▶ _TRAVAIL DEMANDÉ_
**1.** Relevez, s'il vous plaît, dans le texte sur Victoria Montou le passage qui va de « D'un tempérament réfractaire, nullement » jusqu'à « à l'habitation Déluger. ».
**2.** D'après le texte sur Victoria Montou, vers quelle habitation son maître l'a-t-il transférée ?

▶ _TEXTE CHOISI_

17..(?) - 1805
Esclave de l'habitation des Cahos, cette compagne d'armes de Dessalines
aurait sans doute vu son nom sombrer complètement dans l'oubli
si, pour avoir été à maintes reprises en sa
présence et subi comme une fascination de sa personne, un
médecin de l'époque, Jean-Baptiste Mirambeau, n'avait
cru bon, pour la rappeler à la mémoire, d'en coucher
quelques mots.
D'un tempérament réfractaire, nullement émoussé
par le côtoiement des pires conditions d'un travail servile
et humiliant, Victoria Montou, femme énergique s'il en fût,
s'en trouvera astreinte quotidiennement au plus rude des labeurs
d'alors: celui des champs. Son meilleur ami était un esclave
nommé Jean-Jacques. Celui-ci, d'un profil aussi rêche
que le sien, était avec elle d'une telle intelligence, nous
dit-on, que leur maître d'alors, prenant ombrage d'une situation
que risquait de rendre tôt ou tard périlleuse cet abouchement
répété de gens pareillement insoumis, trouva
mieux son compte à se débarasser d'elle en la transférant
à l'habitation Déluger.
Là, curieux de voir cette femme esclave dont il était
si souvent question dans ses conversations, Mirambeau se décide
un jour à l'aller rencontrer aux champs : «(...)à
la tête d'environ cinquante esclaves, se trouvait Toya, ayant
à la main une faulx, sur une épaule une houe et un
couteau à indigotier suspendu à la ceinture de son
caraco(...). Sur le commandement de Toya, une partie est envoyée
au déboisement, une autre au labourage, d'autres à
récolter et à mettre dans de grands paniers des céréales.(...)
Elle a la voix timbrée, ses commandements sont identiques
à ceux d'un général.»
Quelques années plus tard, et toujours à Déluger,
la même Toya, une fois de plus, se fera remarquer de Mirambeau,
mais cette fois-ci, dans l'agitation et l'euphorie d'une rébellion
qu'un régiment, supérieur en nombre, se fait fort
de contenir : «Ce petit quantum de révoltés,
sous le commandement de Toya, a été vite cerné
et fait prisonnier par le régiment. Durant la lutte, Toya
se sauve poursuivie par deux militaires; un corps à corps
eut lieu entre eux et Toya; l'un d'eux a été grièvement
blessé par Toya et l'autre, aidé de quelques autres
militaires arrivés à temps, Toya est prisonnière.»
A l'interrogatoire qui ne manque pas alors de suivre, Toya, harcelée
sans doute, aurait fait l'aveu, qu'ils ne faisaient, ainsi armés
et sur pied de rébellion, que répondre à l'appel
d'un certain Jean-Jacques, leur chef.

▶ _DONNÉES EXTRAITES_
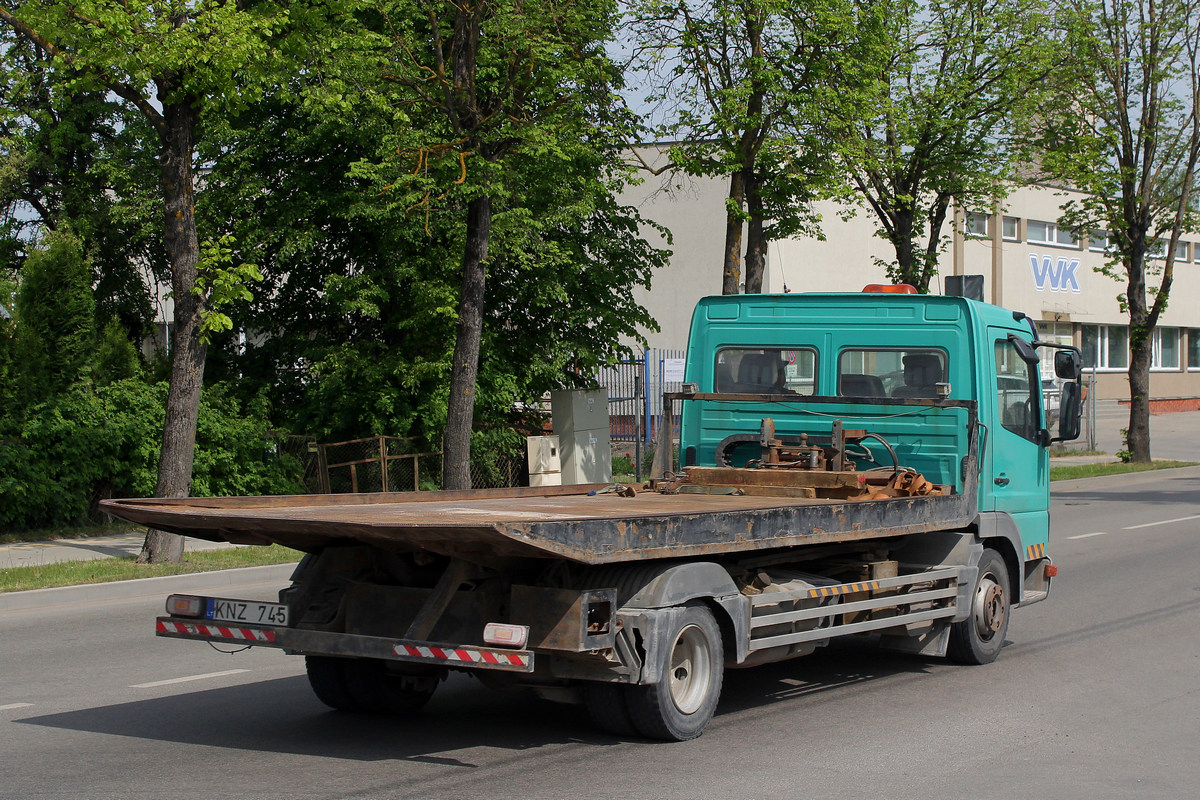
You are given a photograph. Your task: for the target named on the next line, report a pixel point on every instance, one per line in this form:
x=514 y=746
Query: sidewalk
x=55 y=551
x=1174 y=437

▶ _CORRIGÉ_
**1.**
D'un tempérament réfractaire, nullement émoussé
par le côtoiement des pires conditions d'un travail servile
et humiliant, Victoria Montou, femme énergique s'il en fût,
s'en trouvera astreinte quotidiennement au plus rude des labeurs
d'alors: celui des champs. Son meilleur ami était un esclave
nommé Jean-Jacques. Celui-ci, d'un profil aussi rêche
que le sien, était avec elle d'une telle intelligence, nous
dit-on, que leur maître d'alors, prenant ombrage d'une situation
que risquait de rendre tôt ou tard périlleuse cet abouchement
répété de gens pareillement insoumis, trouva
mieux son compte à se débarasser d'elle en la transférant
à l'habitation Déluger.

**2.** Vers l'habitation Déluger.